### TASK DESCRIPTION
Reproduce the passage of the Python file-reading text below, starting at "Go to this URL" and ending at "listing its files...".

### EXTRACTED TEXT
+++

File reading in Python/Jupyter

  1. Working with files on CoLab
  2. Finding the input file
  3. Opening local files and text file issues

1. Data files and CoLab

  1. For this example, assume you have a file called "fred.txt" on your laptop containing at least a couple of lines of text that you want to open in Python in CoLab.

  2. Upload the file into the CoLab Notebooks subdirectory of your Google Drive

  3. Allow CoLab to mount your Google drive for file reading/writing. Execute the following in a CoLab cell:

from google.colab import drive
drive.mount('/content/gdrive')

This will immediately demand an authorization code, and give you a link to create one. Go to the link, get the code and copy it into the space provided, hit Enter. If all goes well, CoLab can now see the files in your Google Drive .

  1. Connect to the directory containing your uploaded file. To find that directory, import the "os" library, and use its "listdir" and "chdir" methods to find and connect to the Colab Notebooks directory, or wherever you uploaded "fred.txt".

  2. Open the file in Python for reading

In [0]:
from google.colab import drive
drive.mount('/content/gdrive')
Go to this URL in a browser: https://accounts.google.com/o/oauth2/auth?client_id=947318989803-6bn6qk8qdgf4n4g3pfee6491hc0brc4i.apps.googleusercontent.com&redirect_uri=urn%3Aietf%3Awg%3Aoauth%3A2.0%3Aoob&scope=email%20https%3A%2F%2Fwww.googleapis.com%2Fauth%2Fdocs.test%20https%3A%2F%2Fwww.googleapis.com%2Fauth%2Fdrive%20https%3A%2F%2Fwww.googleapis.com%2Fauth%2Fdrive.photos.readonly%20https%3A%2F%2Fwww.googleapis.com%2Fauth%2Fpeopleapi.readonly&response_type=code

Enter your authorization code:
··········
Mounted at /content/gdrive
In [0]:
import os
# Verify the location of the Colab Notebooks directory by listing its files...

+++

Entries from a point annotation set
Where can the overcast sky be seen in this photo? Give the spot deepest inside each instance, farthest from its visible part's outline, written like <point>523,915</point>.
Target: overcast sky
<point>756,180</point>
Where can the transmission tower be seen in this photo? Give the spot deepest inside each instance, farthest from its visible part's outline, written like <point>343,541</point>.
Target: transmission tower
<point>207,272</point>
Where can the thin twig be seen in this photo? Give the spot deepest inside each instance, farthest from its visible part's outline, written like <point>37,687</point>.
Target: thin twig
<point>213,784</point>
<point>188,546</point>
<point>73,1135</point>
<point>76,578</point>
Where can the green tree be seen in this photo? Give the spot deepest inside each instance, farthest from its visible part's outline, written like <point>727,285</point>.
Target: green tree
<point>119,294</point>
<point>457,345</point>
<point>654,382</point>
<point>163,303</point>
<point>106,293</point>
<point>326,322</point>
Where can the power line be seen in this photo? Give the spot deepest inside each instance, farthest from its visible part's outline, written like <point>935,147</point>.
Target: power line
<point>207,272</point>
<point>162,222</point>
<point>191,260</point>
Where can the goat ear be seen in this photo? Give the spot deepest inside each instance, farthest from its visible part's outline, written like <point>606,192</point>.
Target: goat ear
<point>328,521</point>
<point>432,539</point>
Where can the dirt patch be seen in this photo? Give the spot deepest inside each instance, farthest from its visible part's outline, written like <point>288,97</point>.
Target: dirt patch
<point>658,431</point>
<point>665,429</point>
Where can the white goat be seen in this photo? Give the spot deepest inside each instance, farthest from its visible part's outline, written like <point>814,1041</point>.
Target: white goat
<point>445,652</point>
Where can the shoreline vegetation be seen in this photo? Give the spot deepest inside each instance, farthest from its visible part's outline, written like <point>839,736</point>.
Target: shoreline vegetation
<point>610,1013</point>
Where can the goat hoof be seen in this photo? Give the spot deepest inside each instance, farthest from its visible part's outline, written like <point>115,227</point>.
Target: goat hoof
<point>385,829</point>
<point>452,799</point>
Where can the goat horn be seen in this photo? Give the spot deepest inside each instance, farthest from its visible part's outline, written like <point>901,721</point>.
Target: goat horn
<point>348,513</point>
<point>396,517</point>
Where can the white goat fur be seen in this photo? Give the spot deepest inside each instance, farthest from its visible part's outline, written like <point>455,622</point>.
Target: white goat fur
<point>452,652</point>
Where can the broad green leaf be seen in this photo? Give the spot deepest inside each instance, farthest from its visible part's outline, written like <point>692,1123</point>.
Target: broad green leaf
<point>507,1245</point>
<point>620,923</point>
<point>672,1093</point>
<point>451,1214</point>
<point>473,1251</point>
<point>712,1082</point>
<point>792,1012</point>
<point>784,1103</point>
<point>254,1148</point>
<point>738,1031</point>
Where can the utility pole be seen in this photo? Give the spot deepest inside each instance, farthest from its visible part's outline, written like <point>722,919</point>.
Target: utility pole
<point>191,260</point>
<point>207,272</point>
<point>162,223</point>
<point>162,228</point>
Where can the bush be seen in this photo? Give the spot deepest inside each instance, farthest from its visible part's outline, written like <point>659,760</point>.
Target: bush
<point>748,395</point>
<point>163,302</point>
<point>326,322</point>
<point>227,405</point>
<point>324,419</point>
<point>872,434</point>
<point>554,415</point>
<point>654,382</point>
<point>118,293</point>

+++

### FINISHED ANSWER
Go to this URL in a browser: https://accounts.google.com/o/oauth2/auth?client_id=947318989803-6bn6qk8qdgf4n4g3pfee6491hc0brc4i.apps.googleusercontent.com&redirect_uri=urn%3Aietf%3Awg%3Aoauth%3A2.0%3Aoob&scope=email%20https%3A%2F%2Fwww.googleapis.com%2Fauth%2Fdocs.test%20https%3A%2F%2Fwww.googleapis.com%2Fauth%2Fdrive%20https%3A%2F%2Fwww.googleapis.com%2Fauth%2Fdrive.photos.readonly%20https%3A%2F%2Fwww.googleapis.com%2Fauth%2Fpeopleapi.readonly&response_type=code

Enter your authorization code:
··········
Mounted at /content/gdrive
In [0]:
import os
# Verify the location of the Colab Notebooks directory by listing its files...